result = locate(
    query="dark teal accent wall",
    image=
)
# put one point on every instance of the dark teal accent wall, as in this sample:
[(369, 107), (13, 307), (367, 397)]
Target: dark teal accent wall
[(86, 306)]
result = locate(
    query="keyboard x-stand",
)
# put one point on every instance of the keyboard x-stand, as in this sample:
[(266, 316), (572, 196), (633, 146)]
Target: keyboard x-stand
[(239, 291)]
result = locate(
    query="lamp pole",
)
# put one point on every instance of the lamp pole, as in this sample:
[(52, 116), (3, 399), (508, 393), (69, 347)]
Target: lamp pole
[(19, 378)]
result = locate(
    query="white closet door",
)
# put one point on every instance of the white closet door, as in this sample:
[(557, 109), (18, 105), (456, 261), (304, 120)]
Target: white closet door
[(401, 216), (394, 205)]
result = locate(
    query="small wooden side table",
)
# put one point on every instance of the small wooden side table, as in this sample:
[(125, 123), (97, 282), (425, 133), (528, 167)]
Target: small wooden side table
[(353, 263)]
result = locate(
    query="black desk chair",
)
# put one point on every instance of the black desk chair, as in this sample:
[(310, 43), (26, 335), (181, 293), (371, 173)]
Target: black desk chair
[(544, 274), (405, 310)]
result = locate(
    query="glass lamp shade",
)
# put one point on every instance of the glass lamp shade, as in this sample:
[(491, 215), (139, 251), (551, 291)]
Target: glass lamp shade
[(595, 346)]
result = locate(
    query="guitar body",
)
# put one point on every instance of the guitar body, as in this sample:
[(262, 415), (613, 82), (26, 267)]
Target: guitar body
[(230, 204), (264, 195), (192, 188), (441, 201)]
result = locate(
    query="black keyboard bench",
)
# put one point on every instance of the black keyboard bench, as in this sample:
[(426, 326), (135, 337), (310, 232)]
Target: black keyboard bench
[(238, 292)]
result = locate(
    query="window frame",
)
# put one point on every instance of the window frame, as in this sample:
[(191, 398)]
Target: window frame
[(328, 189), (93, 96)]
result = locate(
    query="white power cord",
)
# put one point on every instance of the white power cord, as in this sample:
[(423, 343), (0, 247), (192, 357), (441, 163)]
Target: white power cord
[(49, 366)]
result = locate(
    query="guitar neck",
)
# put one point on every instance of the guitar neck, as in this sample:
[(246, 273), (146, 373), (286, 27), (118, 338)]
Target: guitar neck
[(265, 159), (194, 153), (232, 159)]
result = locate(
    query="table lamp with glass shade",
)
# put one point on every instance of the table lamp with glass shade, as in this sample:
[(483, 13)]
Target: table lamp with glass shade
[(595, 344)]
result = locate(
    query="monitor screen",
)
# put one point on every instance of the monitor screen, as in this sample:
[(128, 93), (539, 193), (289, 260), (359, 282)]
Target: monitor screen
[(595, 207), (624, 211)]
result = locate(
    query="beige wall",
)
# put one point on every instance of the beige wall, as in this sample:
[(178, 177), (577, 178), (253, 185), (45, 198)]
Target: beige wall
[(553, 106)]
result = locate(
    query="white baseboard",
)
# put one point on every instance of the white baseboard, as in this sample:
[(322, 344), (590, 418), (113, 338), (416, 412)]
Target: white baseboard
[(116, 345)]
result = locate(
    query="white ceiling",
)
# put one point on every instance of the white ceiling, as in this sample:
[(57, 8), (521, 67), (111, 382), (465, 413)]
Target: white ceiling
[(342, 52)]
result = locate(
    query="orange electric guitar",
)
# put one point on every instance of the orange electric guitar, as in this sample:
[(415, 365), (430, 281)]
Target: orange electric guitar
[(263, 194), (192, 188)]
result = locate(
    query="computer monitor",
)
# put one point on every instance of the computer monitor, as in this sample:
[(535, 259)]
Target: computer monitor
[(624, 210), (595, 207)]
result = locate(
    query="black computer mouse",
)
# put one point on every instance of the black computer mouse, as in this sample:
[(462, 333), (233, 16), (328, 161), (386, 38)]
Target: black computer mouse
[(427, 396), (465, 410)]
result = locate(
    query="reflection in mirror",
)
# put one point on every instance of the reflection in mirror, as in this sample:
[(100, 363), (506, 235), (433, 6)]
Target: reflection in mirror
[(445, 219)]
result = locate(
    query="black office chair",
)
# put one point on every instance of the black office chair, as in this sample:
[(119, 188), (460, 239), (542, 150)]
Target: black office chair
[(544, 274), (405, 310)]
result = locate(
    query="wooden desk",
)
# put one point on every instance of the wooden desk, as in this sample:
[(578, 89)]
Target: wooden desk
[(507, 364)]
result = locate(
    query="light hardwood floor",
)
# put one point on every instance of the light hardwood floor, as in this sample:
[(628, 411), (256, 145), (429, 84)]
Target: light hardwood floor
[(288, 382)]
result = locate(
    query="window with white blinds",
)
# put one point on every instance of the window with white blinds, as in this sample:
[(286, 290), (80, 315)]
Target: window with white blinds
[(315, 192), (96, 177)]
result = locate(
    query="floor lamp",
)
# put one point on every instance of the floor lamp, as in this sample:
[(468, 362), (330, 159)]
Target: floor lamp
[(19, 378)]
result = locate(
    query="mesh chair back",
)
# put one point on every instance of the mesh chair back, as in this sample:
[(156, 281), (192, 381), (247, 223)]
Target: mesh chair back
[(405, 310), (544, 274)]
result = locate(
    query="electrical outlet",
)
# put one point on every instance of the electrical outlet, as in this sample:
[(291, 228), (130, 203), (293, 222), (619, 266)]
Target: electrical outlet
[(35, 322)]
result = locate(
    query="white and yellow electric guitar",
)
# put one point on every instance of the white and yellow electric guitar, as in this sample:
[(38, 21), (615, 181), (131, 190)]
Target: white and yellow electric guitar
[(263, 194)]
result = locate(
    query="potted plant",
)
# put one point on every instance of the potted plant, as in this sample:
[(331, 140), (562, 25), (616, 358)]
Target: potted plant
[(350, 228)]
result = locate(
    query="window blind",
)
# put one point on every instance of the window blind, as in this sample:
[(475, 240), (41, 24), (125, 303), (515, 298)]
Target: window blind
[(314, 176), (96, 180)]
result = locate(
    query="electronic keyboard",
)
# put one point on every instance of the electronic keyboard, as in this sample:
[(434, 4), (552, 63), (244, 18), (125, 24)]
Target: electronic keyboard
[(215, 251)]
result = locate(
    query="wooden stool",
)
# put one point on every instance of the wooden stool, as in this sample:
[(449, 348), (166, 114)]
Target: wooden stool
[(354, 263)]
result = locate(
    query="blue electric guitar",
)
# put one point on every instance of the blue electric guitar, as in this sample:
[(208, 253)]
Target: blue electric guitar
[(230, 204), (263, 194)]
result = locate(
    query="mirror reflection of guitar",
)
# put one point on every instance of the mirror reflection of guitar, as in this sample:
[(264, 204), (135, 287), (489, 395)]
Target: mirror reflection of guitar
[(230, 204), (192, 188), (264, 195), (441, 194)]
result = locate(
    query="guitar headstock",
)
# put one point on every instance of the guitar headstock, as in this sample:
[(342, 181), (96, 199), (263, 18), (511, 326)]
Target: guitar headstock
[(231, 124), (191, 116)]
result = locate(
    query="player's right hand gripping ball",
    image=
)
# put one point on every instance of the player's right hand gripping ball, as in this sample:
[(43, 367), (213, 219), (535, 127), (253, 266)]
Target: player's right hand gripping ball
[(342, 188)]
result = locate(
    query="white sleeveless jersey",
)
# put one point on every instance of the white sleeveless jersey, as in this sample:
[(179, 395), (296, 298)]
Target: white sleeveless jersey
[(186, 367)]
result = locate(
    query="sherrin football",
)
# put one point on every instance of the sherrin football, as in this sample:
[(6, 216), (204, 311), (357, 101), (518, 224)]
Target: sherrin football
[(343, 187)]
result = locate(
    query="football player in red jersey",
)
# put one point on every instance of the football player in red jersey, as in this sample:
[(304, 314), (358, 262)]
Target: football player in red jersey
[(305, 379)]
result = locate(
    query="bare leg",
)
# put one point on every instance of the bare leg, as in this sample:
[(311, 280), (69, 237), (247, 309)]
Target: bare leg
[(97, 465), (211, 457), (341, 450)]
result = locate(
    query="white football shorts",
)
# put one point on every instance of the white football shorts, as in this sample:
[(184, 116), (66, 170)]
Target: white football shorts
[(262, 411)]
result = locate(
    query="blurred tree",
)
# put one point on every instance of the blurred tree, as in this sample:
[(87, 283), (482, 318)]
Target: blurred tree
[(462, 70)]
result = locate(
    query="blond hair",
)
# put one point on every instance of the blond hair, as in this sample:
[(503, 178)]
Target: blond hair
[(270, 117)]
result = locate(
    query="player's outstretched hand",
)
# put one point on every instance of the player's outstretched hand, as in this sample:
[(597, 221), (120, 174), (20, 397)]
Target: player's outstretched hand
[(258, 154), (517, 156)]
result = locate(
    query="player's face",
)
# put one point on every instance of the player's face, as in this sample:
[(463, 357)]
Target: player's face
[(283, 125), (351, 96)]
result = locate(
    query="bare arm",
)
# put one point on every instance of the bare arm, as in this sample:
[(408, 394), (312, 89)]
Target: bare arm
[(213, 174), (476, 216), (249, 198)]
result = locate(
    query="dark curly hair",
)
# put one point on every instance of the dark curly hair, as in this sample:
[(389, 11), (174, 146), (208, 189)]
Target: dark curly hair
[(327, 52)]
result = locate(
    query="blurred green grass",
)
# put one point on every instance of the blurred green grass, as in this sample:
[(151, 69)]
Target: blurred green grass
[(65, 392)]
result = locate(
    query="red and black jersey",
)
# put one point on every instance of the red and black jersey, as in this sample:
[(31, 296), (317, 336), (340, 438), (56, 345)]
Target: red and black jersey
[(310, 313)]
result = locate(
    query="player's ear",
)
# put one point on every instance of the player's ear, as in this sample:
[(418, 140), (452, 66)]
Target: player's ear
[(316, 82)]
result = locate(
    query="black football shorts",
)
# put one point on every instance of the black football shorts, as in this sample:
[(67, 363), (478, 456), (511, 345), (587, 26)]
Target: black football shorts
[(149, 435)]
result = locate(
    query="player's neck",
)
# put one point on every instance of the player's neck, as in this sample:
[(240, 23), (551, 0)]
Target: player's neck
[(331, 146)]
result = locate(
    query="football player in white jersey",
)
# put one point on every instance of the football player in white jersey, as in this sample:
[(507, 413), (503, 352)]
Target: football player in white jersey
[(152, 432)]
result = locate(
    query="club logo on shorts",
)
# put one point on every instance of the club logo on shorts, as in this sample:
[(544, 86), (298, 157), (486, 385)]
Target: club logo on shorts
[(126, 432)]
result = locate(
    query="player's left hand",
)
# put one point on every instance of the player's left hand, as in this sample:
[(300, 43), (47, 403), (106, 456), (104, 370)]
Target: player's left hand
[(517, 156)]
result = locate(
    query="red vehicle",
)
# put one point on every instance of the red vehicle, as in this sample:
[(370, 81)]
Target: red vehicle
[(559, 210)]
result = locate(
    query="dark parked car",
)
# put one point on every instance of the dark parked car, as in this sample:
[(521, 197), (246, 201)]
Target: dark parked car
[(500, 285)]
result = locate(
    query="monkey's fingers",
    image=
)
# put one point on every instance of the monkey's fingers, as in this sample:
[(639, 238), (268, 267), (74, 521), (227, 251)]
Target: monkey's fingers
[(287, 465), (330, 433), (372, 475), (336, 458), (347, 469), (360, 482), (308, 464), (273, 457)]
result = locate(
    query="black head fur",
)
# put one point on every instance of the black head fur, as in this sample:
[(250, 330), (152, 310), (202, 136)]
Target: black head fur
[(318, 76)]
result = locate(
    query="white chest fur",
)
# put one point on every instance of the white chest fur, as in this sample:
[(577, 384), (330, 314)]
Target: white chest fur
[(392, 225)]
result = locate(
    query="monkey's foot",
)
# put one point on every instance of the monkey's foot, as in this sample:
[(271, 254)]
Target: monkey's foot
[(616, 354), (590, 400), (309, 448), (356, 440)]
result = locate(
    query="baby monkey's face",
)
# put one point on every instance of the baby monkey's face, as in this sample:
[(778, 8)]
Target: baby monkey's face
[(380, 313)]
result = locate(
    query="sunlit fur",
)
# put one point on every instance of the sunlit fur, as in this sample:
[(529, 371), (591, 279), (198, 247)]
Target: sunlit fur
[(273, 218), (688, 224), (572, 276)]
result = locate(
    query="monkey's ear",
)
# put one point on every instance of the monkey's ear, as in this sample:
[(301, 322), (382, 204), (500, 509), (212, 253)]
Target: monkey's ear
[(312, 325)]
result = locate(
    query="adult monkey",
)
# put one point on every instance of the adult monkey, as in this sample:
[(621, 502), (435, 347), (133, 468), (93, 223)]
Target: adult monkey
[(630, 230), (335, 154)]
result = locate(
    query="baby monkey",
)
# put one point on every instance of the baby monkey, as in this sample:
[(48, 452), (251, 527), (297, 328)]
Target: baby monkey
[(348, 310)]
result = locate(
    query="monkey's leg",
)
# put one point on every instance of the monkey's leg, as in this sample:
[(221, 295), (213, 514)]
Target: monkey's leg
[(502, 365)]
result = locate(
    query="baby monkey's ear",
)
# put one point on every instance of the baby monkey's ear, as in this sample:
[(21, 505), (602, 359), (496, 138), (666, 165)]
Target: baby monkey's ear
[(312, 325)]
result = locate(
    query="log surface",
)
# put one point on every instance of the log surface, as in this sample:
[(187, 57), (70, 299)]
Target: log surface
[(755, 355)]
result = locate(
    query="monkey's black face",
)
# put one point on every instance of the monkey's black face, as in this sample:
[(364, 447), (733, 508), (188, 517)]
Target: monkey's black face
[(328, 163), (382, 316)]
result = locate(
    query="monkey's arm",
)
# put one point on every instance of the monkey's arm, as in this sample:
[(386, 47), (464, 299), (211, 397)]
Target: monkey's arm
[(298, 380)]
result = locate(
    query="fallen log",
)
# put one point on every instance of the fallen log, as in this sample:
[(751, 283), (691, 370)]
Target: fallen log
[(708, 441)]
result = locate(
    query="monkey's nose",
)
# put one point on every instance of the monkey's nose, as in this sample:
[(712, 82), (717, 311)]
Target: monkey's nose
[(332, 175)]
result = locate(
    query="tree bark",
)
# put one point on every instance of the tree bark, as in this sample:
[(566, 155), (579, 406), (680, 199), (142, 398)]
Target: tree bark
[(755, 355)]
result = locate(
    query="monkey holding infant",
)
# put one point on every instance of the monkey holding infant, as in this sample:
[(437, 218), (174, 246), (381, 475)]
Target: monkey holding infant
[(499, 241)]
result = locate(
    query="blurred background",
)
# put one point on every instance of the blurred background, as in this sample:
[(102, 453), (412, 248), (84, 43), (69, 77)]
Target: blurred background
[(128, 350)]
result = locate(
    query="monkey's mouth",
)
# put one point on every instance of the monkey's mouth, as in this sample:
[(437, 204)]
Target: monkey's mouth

= TASK DESCRIPTION =
Report every line of the rows above that contains the string "blurred", copying each such line in full.

= RESPONSE TO THIS TASK =
    query="blurred tree",
# put one point on every instance of the blurred tree, as in this sample:
Target: blurred tree
    query="blurred green grass",
# put one point on every instance of the blurred green grass, as in this sample:
Target: blurred green grass
    query="blurred background",
# put one point on every instance of the blurred background, as in this sample:
Target: blurred background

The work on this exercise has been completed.